- **Reading text**:
begin

Tag Archives: guilt

My Spiritual Desert

As I walked into the desert, there was nothing but sand beneath my feet and few trees, and nothing but a loud silence! To be away from the noise and bustle of life felt good, and I hadn’t even taken my phone with me! The worry did cross my mind however, that no one knew where I was, and if I was to get lost this could be problematic.

Along time before that desert experience, I had, had another, it was not dissimilar. There was what felt to be a large expanse, and there was a silence, deep and penetrating.

This was not a physical desert, there was no sand beneath my feet or hard rock. There were no trees or anything to speak off. For this desert was spiritual, internal, truly lonely. You could be in a crowd and yet alone. What was worse, was that I could not see, hear or feel God. It felt like he was distant, absent, uncaring.

When God is gone from your life it’s like there is a limb missing, another dimension to your life ceases to be. So you carry on the best you can, going through the motion of life, the rituals or church. Looking at others who seem to have it altogether in terms of their spiritual life, and wondering why you have been left behind. Or perhaps asking the question what have I done wrong?

end

Excerpts from point annotation data
begin

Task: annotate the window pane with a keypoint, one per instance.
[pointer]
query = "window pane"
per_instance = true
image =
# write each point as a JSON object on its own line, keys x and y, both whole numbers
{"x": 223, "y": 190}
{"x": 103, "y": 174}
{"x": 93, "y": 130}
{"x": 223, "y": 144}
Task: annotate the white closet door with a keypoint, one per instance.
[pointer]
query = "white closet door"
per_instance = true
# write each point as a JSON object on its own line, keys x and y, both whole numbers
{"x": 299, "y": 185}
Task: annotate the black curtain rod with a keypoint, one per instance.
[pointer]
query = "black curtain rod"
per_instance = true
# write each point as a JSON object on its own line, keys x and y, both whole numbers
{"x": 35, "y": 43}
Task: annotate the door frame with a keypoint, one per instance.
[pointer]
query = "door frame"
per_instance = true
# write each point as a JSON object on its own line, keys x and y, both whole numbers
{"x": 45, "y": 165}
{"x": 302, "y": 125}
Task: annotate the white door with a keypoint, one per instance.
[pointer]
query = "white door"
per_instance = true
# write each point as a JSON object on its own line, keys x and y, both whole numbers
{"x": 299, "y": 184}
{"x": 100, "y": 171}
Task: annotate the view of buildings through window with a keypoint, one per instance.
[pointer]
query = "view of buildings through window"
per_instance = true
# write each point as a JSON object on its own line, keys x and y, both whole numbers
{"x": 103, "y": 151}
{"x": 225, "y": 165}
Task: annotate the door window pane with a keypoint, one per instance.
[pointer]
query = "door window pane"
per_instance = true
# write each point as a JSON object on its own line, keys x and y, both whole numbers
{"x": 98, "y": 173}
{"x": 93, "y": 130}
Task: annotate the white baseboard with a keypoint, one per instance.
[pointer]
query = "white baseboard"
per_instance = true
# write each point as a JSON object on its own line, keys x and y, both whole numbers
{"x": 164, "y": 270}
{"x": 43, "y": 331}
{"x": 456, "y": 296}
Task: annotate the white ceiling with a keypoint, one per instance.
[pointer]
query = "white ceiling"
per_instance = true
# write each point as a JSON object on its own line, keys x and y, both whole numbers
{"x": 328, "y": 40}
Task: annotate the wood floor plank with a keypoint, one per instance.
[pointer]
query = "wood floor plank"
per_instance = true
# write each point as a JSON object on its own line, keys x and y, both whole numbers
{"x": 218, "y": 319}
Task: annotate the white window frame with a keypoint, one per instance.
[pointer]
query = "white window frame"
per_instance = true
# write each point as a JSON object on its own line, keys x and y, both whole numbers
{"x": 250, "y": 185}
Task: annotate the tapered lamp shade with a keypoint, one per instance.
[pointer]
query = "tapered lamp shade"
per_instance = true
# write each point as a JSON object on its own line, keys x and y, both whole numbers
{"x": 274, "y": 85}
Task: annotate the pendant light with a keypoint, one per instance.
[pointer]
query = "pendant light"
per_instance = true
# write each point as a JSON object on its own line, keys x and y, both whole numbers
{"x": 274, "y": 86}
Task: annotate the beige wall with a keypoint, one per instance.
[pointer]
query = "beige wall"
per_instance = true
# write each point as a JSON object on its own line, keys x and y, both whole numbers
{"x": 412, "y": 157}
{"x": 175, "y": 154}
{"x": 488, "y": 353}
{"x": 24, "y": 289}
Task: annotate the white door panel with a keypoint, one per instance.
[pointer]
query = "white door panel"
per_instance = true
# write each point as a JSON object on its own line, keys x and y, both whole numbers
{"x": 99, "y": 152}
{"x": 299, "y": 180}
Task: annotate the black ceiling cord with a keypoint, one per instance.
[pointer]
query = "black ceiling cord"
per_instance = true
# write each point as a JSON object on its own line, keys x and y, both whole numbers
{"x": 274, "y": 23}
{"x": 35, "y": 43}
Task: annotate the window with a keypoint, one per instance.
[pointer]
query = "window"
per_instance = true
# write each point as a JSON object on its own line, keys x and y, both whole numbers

end

- **Task to carry out**: In the reflection on a spiritual desert, list the words the narrator uses to describe how God felt during that time. This material was drawn from a separate source.

- **Full solution**: Distant, absent, uncaring